- PROVIDED TEXT:
▬▬▬

Monday, July 30, 2012

Review essay: The Knockoff Economy/There's No Free Laugh (Anymore)


A long time ago, I worked on a piece about Chris Sprigman and Dotan Oliar’s great article on stand-up comics that is reprised in Chris Sprigman and Kal Raustiala’s The Knockoff Economy: How Imitation Sparks Innovation (review copy).  My piece never went anywhere, but I’ll take my chance to share it now, modified to add some discussion of The Knockoff Economy, which I think is equally worth reading. 
Summary of the book: Uncompensated and uncontrolled copying is all around us, and it’s not destroying creators’ willingness to create.  The core case studies of the book are: (1) Fashion, where norms don’t stop copying, but instead, the authors argue, the inherent desire of fashion consumers for the new and trendy and distaste for the old means that innovation continues even with a lot of copying, though copying may well add a bit of speed to the cycle.  Of course, fashion is often despised for this changeability, where we celebrate innovation in many other cases; both fashion’s lack of intellectual property protection and its general lesser status compared to other arts are gendered.  (2) Recipes created by chefs, where norms do govern and restrain copying in many circumstances; chefs generally seek credit for innovation but share information readily.  Cooking is also gendered in its lack of intellectual property protection and rise into higher status; cooking became art, not to mention high-dollar commerce, when men (“chefs”) started to do it.  (3) Stand-up comedy, where there has been a noticeable decrease in acceptance of copying over time, which the authors connect to changes in the technological context—comedians can now reach millions and thus copying a joke is more noticeable and may really occupy the field in a way that vaudevillians stealing from each other didn’t—and relatedly to changes in the social meaning of comedy—a shift to identity-based rather than single-joke comedy that is likely to make many kinds of copying more difficult/less funny to the audiences.  Louis C.K. can’t tell a Sarah Silverman joke without substantially revising it to make it his own. Comedians reportedly have strong anticopying norms backed not just by gossip but by the threat of violence (again, gendered), and the norms cover far more than copyright would, protecting the premise or idea of a joke that is, under copyright’s terms, free for anyone to appropriate.

▬▬▬

- PROBLEMS AND TASKS:
1. Change everything in the review essay from "Review essay: The" down to "equally worth reading.", replacing "piece" with "draft".
2. Does each statement agree with the review essay? Answer yes or no and quote the words that decide it.
(a) Chefs readily share information.
(b) In fashion, norms prevent copying.
(c) The anticopying norms among comedians cover less than copyright would.
The listing after this point comes from an unrelated source.

- DATA EXCERPT:
▬▬▬

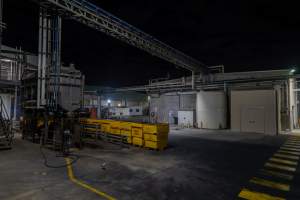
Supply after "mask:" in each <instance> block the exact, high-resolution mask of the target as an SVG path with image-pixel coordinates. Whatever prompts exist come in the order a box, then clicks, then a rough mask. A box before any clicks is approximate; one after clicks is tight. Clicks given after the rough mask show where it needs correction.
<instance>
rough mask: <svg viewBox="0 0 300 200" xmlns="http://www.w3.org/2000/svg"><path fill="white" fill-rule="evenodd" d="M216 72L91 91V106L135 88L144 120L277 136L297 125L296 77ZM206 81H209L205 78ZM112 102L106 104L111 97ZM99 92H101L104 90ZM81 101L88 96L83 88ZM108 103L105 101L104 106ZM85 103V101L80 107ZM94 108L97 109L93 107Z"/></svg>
mask: <svg viewBox="0 0 300 200" xmlns="http://www.w3.org/2000/svg"><path fill="white" fill-rule="evenodd" d="M219 68H220V69H221V70H220V72H218V73H214V74H211V75H210V77H201V76H199V77H195V82H196V84H195V89H194V90H191V84H192V83H191V77H183V78H182V79H174V80H167V81H162V82H156V83H154V84H149V85H144V86H136V87H134V86H133V87H129V88H117V89H112V88H111V89H106V90H105V89H101V88H100V89H98V90H94V97H93V98H94V99H102V101H101V104H100V103H98V102H100V101H93V104H92V105H93V106H95V107H96V108H98V107H103V108H105V107H115V108H117V107H121V105H122V106H124V105H125V107H130V106H126V104H124V103H122V102H126V97H125V94H126V93H128V92H131V93H132V92H135V93H136V95H135V96H138V95H139V96H141V95H144V98H143V99H135V100H132V101H135V103H136V104H134V103H133V102H131V103H130V104H132V105H135V106H137V105H144V107H147V106H148V109H149V112H147V115H146V116H145V120H148V121H149V120H150V122H153V123H154V122H158V123H168V124H173V125H179V126H181V127H182V126H183V127H195V128H200V129H230V130H232V131H235V132H252V133H264V134H268V135H277V134H282V133H289V132H290V131H291V130H294V129H297V127H299V125H298V123H299V122H298V111H297V110H298V108H297V107H298V106H297V103H296V102H297V100H296V98H297V84H296V83H297V75H295V74H294V73H293V72H291V70H292V69H287V70H269V71H253V72H234V73H224V70H223V69H224V67H223V66H220V67H219ZM207 79H209V80H207ZM116 92H118V93H120V92H123V93H124V96H122V95H120V94H119V95H118V96H119V98H118V101H115V100H114V101H113V103H111V104H110V103H108V102H110V101H111V99H112V98H113V99H115V98H114V96H116ZM103 93H104V94H105V95H104V94H103ZM86 96H87V99H90V96H89V95H88V94H87V92H86ZM108 104H109V105H108ZM86 106H87V105H86ZM99 109H100V108H99Z"/></svg>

▬▬▬

- ANSWERS TO EACH TASK:
1.
Review essay: The Knockoff Economy/There's No Free Laugh (Anymore)


A long time ago, I worked on a draft about Chris Sprigman and Dotan Oliar’s great article on stand-up comics that is reprised in Chris Sprigman and Kal Raustiala’s The Knockoff Economy: How Imitation Sparks Innovation (review copy).  My draft never went anywhere, but I’ll take my chance to share it now, modified to add some discussion of The Knockoff Economy, which I think is equally worth reading.

2.
(a) Yes: "chefs generally seek credit for innovation but share information readily"
(b) No: "Fashion, where norms don’t stop copying"
(c) No: "the norms cover far more than copyright would"